[Assignment]
Keep the images out and copy every entry below exactly.
--- START ---
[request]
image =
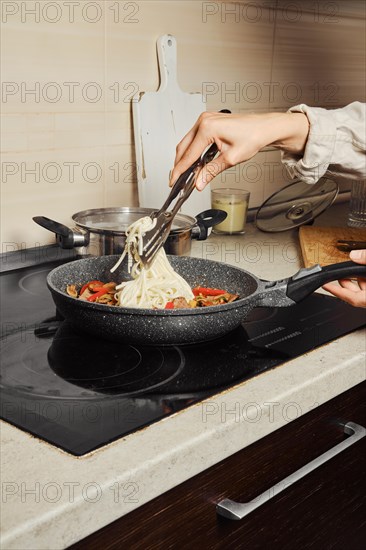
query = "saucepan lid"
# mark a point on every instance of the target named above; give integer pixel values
(296, 204)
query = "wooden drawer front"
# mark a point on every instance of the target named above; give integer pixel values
(326, 509)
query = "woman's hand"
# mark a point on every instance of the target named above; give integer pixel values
(352, 292)
(238, 138)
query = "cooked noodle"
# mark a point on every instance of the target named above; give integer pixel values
(152, 287)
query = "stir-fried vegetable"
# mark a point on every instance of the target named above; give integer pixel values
(104, 293)
(94, 291)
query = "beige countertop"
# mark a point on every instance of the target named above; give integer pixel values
(51, 499)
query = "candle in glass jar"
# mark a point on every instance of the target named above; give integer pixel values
(235, 203)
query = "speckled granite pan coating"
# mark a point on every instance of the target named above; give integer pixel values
(147, 326)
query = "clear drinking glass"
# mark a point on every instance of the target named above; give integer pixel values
(357, 207)
(235, 203)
--- END ---
[Expected answer]
[request]
image =
query = "saucepan lid"
# mark a point on every instance of the target named above; give integer pixel values
(296, 204)
query = "wooden drawer front"
# mark a point on every instance of the target named above; give integer pixel values
(326, 509)
query = "woman's hand"
# mark a point on every instance of the target named above; give integer pixel values
(352, 292)
(238, 138)
query = "cooked noodle"
# mark a point on every instance of the target named above; give integer pixel values
(152, 287)
query = "stir-fried vegetable"
# mark a point on every instance of the target named above; give integer pixel values
(104, 293)
(94, 291)
query = "beige countertop"
# mark a point on every instance of the target named above; give integer pixel values
(51, 499)
query = "candle in glass jar"
# mark a point on every instance of the target named above; give integer pixel values
(235, 203)
query = "speckled granite pan coating"
# mark a point on every instance of the target named above; give integer pixel values
(147, 326)
query = "clear drinking glass"
# mark a point on every instance of the target named above; give integer pixel values
(357, 207)
(235, 203)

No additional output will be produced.